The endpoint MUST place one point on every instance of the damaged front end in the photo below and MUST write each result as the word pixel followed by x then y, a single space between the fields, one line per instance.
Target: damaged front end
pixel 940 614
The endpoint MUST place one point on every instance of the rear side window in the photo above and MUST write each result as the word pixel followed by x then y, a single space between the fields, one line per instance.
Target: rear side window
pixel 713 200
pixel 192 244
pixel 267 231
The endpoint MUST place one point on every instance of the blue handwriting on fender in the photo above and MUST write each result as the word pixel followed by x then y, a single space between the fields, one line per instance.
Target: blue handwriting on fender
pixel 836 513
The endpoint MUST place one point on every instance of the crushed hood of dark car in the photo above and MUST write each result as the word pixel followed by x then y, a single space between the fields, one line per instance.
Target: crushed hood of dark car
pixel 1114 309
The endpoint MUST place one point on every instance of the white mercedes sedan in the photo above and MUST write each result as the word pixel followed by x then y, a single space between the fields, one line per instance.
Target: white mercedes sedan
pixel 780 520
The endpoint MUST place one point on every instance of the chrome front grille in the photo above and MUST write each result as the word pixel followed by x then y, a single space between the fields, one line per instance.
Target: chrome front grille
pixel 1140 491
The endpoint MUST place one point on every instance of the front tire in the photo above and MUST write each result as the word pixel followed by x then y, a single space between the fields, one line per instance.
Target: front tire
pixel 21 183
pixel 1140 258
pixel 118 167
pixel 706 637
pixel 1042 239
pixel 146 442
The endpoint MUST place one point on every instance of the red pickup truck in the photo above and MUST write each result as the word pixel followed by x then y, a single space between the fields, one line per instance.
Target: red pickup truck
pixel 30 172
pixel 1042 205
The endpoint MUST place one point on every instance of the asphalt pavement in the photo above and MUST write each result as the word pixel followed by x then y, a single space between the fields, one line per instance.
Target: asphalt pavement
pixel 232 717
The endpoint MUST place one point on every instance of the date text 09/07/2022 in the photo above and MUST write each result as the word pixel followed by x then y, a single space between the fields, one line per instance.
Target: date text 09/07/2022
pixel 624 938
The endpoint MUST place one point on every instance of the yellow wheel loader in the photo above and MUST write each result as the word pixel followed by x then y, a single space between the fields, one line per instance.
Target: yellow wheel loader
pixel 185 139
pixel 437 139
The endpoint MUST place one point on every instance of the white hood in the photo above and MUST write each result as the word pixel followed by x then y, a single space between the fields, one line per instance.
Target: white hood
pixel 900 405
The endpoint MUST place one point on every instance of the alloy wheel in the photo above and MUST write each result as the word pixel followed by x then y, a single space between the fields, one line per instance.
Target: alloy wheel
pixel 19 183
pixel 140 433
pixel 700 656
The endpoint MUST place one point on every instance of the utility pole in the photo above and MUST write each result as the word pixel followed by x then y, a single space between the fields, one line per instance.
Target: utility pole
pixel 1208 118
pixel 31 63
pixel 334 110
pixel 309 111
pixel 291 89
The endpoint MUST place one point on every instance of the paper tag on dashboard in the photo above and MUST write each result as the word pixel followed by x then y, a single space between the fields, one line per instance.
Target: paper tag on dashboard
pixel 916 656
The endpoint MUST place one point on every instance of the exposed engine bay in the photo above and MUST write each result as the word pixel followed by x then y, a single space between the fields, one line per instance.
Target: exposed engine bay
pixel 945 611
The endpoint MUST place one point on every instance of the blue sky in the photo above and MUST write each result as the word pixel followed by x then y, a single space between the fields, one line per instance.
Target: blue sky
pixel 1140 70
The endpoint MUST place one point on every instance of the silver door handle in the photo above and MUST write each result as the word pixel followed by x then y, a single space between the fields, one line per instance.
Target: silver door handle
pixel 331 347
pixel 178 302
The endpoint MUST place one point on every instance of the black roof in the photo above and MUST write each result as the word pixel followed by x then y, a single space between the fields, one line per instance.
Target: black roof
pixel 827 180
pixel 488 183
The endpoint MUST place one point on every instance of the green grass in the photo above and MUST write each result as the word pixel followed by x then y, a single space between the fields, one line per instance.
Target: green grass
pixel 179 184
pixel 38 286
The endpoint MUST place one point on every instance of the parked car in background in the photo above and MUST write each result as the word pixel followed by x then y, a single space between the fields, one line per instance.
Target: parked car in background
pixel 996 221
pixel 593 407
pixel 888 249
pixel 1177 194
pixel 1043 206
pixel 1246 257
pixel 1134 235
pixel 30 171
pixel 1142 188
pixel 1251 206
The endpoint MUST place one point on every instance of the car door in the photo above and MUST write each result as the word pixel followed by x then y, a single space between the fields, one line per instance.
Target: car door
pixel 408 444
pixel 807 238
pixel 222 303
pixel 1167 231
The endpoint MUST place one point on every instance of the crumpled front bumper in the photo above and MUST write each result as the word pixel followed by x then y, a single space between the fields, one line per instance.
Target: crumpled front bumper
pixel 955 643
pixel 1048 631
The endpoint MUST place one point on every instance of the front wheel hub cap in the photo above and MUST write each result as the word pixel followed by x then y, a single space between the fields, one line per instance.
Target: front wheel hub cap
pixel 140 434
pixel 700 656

------------------------

Copy all the records above precisely.

» EXERCISE OUTPUT:
The endpoint MUST place one point on every instance of the damaged front end in the photo below and MUST write each result as the word pixel followed by x then y, a single space between the fields, one line per instance.
Target: damaged front end
pixel 940 614
The endpoint MUST place one point on every instance of the rear side window in the photo above and MUST write each result as the word pixel followed by x then y, a single space between the fields, one line per instance.
Target: rear side window
pixel 713 200
pixel 192 244
pixel 267 231
The endpoint MUST place one point on every instance of the blue handwriting on fender in the photo above and MUST write each result as the word pixel followed by x then y, a single space between the fields, one line per instance.
Target: blue handwriting on fender
pixel 836 513
The endpoint MUST place one point on every instance of the crushed hood of dark car in the photo above and MUST write each result as the word pixel followed by x then y, a single space between the fields, one line per instance.
Target: crushed hood of dark car
pixel 1114 309
The endpoint MUST place one point on every instance of the white mercedes sedan in the photo above and MUST write each result as the word pixel followed by x then y, a single space between the fields, one line per instance.
Target: white mercedes sedan
pixel 780 520
The endpoint MUST place one point on every instance of the chrome front grille in the photo above and MUST write each result as the word pixel followed by x then y, a single space between the fields, one line per instance.
Target: chrome front grille
pixel 1140 491
The endpoint MUST place one point on every instance of the front tire in the photo above and MUST write each result as the word pixel followed by x then y, a single space between the fields, one line per instance.
Target: front tire
pixel 21 183
pixel 1140 258
pixel 118 167
pixel 706 637
pixel 1042 239
pixel 146 442
The endpoint MUST place one point on every instance of the red pickup truck in the photo above and MUST write each result as the word pixel followed by x then y, a single space between the fields, one line per instance.
Target: red pickup truck
pixel 30 172
pixel 1042 205
The endpoint MUST place one point on every instance of the asphalt pavement in the photo above and MUST write each result as the word pixel followed by x then y, a single space between the fields, one line per instance.
Target: asphalt pavement
pixel 232 717
The endpoint MUST place one point on every instance of the date text 09/07/2022 in the photo above and MUST write each result as the word pixel followed by x then y, a single space between the fields, one line per instance.
Target: date text 09/07/2022
pixel 624 938
The endpoint MUST place one point on every instance of the yellow wheel loader in the photo above and MUST write each result as the word pixel followed by x then y, a single space between the fields, one line per instance.
Target: yellow wheel loader
pixel 185 139
pixel 437 139
The endpoint MUST place one point on every instance of the white hood in the photo above and MUST write each result as the word pixel followed by x then y, a single space between the fields, one line per instance.
Target: white hood
pixel 900 405
The endpoint MUST place one point on every instance of the alloy wheel in the photo above and MUST write each result as the word pixel followed by x then y, a single space between the fields, one line per instance.
Target: alloy wheel
pixel 19 183
pixel 140 433
pixel 700 656
The endpoint MUST place one point on every instance of the utility pole in the photo above and MUST write each result as the word pixel followed by x then y, a single space between the fields, one line per instance.
Target: utility pole
pixel 1208 118
pixel 31 63
pixel 334 110
pixel 309 111
pixel 291 89
The endpoint MUST place one point on every instance of the paper tag on dashboard in the photo above and MUST write each result as the word pixel followed by x then y, a single space between the fields, one line per instance.
Target: paper tag on dashboard
pixel 916 656
The endpoint MUST place one point on every instance of the exposed engine bay in the photo above and MUST write each result as the word pixel followed by x then y, a single space between the fields, one line per instance.
Target: exposed engine bay
pixel 945 611
The endpoint MUST place one point on every instance of the blue sky in the photo above and MUST write each result as the word pixel followed by x then y, a single space between the fields, one line per instance.
Target: blue sky
pixel 1140 70
The endpoint MUST place one point on every instance of the silver door handle in the photo above and MUST write each result as the word pixel followed by x then y, a single space between the fields, one line per instance.
Target: silver door handle
pixel 331 347
pixel 178 302
The endpoint MUST place one point on every instance of the black roof in the photo above and MUST write each result as the word pixel followed by x then y, a single space between the fields, one line per instance.
Target: black roof
pixel 827 180
pixel 488 183
The endpoint MUST place one point on every instance of the green grass in the photo above and MUST write each result as the word pixel followed by x then y, a single space between the fields, one line per instance.
Target: green grass
pixel 179 184
pixel 38 286
The endpoint MUST place one point on every instance of the parked car in background in the photo above and MUST write each result as the word pixel followed by x then y, a single space between the fields, one line per instance.
Target: parked car in background
pixel 996 221
pixel 593 407
pixel 888 249
pixel 1177 194
pixel 1043 206
pixel 1246 257
pixel 1134 235
pixel 30 171
pixel 1142 188
pixel 1251 206
The endpoint MUST place one point on every instance of the car door in the photo above and MUST write each result as the word pixel followed by x then y, a single space between the fields, one line per instance.
Target: car door
pixel 408 444
pixel 807 238
pixel 222 303
pixel 1167 231
The endpoint MUST place one point on every instance of the crumpled front bumper in the photo above and MUST write each result as the word pixel followed by x then y, a single space between the fields, one line per instance.
Target: crumpled front bumper
pixel 955 643
pixel 1048 631
The endpoint MUST place one point on every instance of the front wheel hub cap in the photo above and MUST write each result as the word pixel followed by x then y, a single space between the fields, one line per instance.
Target: front wheel hub cap
pixel 140 434
pixel 700 656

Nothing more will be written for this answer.